▶ EXTRACT TO READ
The beauty of local interpolation schemes lies in the fact
that the interpolated function is simply a linear
combination of shifted versions of the \emph{same} prototype
interpolation function $I(t)$; unfortunately, this has the
disadvantage of creating a continuous-time function which
lacks smoothness. Polynomial interpolation, on the other
hand, is perfectly smooth but it only works in the
finite-length case and it requires different interpolation
functions with different signal lengths. Yet, both
approaches can come together in a %nice
convenient mathematical way and
we are now ready to introduce the maximally smooth
interpolation scheme for infinite discrete-time signals.
Let us take the expression for the Lagrange polynomial of
degree~$N$ in (\ref{LagPoly}) and consider its limit for~$N$
going to infinity. We have
\begin{align}
\lim_{N\rightarrow\infty} L^{(N)}_n(t)
&= %\mathop{
\prod_{ {\scriptstyle k = -\infty \atop \scriptstyle k\neq n }}%_{}
^{\infty} \frac{t/T_s - k}{n - k}
%\nonumber \\&
= %\mathop{
\prod_{{ \scriptstyle m = -\infty \atop \scriptstyle m\neq 0}}%_{}
^{\infty} \frac{t/T_s - n+m}{m} \nonumber
\\ %\end{align}\begin{align}%\lim_{N\rightarrow\infty} L^{(N)}_n(t)
& = %\mathop{
\prod_{{\scriptstyle m = -\infty \atop\scriptstyle m\neq 0 }}%_{}
^{\infty}\left(1+\frac{t/T_s - n}{m}\right) \nonumber \\
& = \prod_{m=1}^{\infty}\left(1-\left(\frac{t/T_s - n}{m}\right)^{\!2}\right) \label{sincLagAp}
\end{align}
%where
Here, we have used the change of variable $m = n-k$. We can
now invoke Euler's infinite product expansion for the sine
function
\[
\sin (\pi\tau) = (\pi\tau) \prod_{k = 1}^{\infty}
\left(1 - \frac{\tau^2}{k^2}\right)

▶ EXERCISE INPUTS
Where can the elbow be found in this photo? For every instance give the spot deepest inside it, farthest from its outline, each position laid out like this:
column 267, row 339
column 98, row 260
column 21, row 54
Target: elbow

▶ JOB A
Please write out the interpolation passage in full, word for word.
▶ JOB B
Turn every line of the records into a JSON list of strings, one string per line, leaving out blank lines.

▶ FULL OUTPUT A
The beauty of local interpolation schemes lies in the fact
that the interpolated function is simply a linear
combination of shifted versions of the \emph{same} prototype
interpolation function $I(t)$; unfortunately, this has the
disadvantage of creating a continuous-time function which
lacks smoothness. Polynomial interpolation, on the other
hand, is perfectly smooth but it only works in the
finite-length case and it requires different interpolation
functions with different signal lengths. Yet, both
approaches can come together in a %nice
convenient mathematical way and
we are now ready to introduce the maximally smooth
interpolation scheme for infinite discrete-time signals.
Let us take the expression for the Lagrange polynomial of
degree~$N$ in (\ref{LagPoly}) and consider its limit for~$N$
going to infinity. We have
\begin{align}
\lim_{N\rightarrow\infty} L^{(N)}_n(t)
&= %\mathop{
\prod_{ {\scriptstyle k = -\infty \atop \scriptstyle k\neq n }}%_{}
^{\infty} \frac{t/T_s - k}{n - k}
%\nonumber \\&
= %\mathop{
\prod_{{ \scriptstyle m = -\infty \atop \scriptstyle m\neq 0}}%_{}
^{\infty} \frac{t/T_s - n+m}{m} \nonumber
\\ %\end{align}\begin{align}%\lim_{N\rightarrow\infty} L^{(N)}_n(t)
& = %\mathop{
\prod_{{\scriptstyle m = -\infty \atop\scriptstyle m\neq 0 }}%_{}
^{\infty}\left(1+\frac{t/T_s - n}{m}\right) \nonumber \\
& = \prod_{m=1}^{\infty}\left(1-\left(\frac{t/T_s - n}{m}\right)^{\!2}\right) \label{sincLagAp}
\end{align}
%where
Here, we have used the change of variable $m = n-k$. We can
now invoke Euler's infinite product expansion for the sine
function
\[
\sin (\pi\tau) = (\pi\tau) \prod_{k = 1}^{\infty}
\left(1 - \frac{\tau^2}{k^2}\right)

▶ FULL OUTPUT B
[
  "Where can the elbow be found in this photo? For every instance give the spot deepest inside it, farthest from its outline, each position laid out like this:",
  "column 267, row 339",
  "column 98, row 260",
  "column 21, row 54",
  "Target: elbow"
]